[START Record excerpts]

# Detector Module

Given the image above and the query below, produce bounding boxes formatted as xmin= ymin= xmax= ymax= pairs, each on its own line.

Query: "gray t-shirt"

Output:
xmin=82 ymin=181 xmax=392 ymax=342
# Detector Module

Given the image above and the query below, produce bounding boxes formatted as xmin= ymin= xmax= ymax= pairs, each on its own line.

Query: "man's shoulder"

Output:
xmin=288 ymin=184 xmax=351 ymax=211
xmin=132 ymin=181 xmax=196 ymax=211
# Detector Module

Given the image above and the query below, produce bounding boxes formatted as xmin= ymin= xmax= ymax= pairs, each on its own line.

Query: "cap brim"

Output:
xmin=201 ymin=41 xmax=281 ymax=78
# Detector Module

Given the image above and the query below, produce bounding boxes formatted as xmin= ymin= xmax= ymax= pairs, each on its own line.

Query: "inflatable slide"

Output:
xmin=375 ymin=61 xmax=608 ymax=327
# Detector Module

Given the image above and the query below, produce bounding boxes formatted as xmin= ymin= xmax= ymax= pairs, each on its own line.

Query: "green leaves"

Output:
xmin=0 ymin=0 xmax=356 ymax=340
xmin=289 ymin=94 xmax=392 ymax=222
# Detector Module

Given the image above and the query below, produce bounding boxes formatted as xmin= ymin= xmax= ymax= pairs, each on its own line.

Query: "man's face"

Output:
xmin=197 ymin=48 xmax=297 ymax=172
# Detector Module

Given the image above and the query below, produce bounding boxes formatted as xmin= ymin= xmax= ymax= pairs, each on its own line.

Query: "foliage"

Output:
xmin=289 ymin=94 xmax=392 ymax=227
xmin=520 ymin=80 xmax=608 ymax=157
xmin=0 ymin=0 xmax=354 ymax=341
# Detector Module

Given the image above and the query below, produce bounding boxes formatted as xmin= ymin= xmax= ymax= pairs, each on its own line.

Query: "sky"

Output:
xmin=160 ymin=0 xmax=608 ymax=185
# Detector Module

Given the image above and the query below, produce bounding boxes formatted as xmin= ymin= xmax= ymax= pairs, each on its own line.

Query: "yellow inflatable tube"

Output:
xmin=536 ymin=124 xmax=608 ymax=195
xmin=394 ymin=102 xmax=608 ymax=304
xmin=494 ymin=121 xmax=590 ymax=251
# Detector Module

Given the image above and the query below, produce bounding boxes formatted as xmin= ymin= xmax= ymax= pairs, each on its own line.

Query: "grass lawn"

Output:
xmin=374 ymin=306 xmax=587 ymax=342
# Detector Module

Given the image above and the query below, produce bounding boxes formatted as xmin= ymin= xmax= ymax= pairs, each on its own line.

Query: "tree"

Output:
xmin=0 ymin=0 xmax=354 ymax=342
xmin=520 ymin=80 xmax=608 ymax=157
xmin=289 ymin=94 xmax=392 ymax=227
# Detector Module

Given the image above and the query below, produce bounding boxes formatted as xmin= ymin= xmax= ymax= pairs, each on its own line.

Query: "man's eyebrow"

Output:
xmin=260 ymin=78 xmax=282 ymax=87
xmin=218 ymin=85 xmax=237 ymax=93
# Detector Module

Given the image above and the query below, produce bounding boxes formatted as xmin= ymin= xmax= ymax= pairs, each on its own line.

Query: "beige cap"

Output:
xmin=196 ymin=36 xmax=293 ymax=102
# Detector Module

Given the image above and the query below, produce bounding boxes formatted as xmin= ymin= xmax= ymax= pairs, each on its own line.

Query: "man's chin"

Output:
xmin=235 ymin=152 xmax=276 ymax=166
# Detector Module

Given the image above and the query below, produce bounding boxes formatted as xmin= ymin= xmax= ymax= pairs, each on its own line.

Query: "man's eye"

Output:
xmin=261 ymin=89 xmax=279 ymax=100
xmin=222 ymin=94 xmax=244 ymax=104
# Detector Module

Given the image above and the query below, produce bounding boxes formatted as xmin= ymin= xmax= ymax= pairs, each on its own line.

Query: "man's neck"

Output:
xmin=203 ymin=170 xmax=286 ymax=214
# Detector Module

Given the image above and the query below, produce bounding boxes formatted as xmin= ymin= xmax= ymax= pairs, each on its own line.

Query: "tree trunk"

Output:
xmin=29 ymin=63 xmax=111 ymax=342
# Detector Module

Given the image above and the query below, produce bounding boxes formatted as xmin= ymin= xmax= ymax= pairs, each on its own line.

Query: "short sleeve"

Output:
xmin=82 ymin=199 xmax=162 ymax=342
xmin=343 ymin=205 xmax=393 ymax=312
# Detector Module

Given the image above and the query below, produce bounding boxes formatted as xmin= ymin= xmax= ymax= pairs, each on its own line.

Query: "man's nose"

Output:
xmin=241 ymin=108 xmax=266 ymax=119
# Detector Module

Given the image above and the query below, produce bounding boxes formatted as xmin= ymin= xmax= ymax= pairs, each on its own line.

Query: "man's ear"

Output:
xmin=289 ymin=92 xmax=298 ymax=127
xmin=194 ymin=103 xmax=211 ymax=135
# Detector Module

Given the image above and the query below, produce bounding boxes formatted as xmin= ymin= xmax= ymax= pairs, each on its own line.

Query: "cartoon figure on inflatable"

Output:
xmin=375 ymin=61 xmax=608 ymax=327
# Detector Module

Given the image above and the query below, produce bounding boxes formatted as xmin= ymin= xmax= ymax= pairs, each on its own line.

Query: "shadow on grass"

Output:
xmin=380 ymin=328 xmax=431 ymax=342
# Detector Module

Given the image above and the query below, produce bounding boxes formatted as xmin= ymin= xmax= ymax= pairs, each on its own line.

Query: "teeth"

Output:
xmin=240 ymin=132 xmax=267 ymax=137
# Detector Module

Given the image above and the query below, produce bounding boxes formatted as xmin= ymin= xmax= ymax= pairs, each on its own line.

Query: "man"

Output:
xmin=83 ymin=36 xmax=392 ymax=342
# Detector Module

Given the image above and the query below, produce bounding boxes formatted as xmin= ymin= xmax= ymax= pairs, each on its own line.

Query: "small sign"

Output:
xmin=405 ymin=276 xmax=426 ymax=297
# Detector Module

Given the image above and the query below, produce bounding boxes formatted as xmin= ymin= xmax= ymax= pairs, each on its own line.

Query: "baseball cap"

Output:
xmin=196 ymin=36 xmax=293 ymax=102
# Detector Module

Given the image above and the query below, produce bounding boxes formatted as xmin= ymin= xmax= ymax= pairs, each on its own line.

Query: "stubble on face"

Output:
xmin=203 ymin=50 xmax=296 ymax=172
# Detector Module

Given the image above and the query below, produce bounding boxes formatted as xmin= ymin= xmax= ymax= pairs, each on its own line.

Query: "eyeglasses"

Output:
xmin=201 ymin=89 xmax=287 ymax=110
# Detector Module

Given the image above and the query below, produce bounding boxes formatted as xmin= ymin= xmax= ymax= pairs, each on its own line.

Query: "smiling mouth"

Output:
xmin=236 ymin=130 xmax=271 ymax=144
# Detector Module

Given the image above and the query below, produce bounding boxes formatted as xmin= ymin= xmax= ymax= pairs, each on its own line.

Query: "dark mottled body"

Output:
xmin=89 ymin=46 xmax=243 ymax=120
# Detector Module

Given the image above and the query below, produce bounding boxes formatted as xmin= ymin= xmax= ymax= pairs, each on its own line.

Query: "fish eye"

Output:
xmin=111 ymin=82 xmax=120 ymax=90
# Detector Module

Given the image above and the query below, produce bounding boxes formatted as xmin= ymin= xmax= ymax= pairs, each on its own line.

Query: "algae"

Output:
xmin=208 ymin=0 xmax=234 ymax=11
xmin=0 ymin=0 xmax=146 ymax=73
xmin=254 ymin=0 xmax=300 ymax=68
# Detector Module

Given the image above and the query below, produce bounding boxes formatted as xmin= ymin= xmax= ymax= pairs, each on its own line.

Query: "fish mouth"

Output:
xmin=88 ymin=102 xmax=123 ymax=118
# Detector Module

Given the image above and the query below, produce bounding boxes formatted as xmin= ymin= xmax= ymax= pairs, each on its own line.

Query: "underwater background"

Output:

[END Record excerpts]

- Do this: Pull out every line above that contains the string "face", treating uppercase and lowercase letters as different.

- Solution for this problem:
Query: "man's face"
Query: "stubble on face"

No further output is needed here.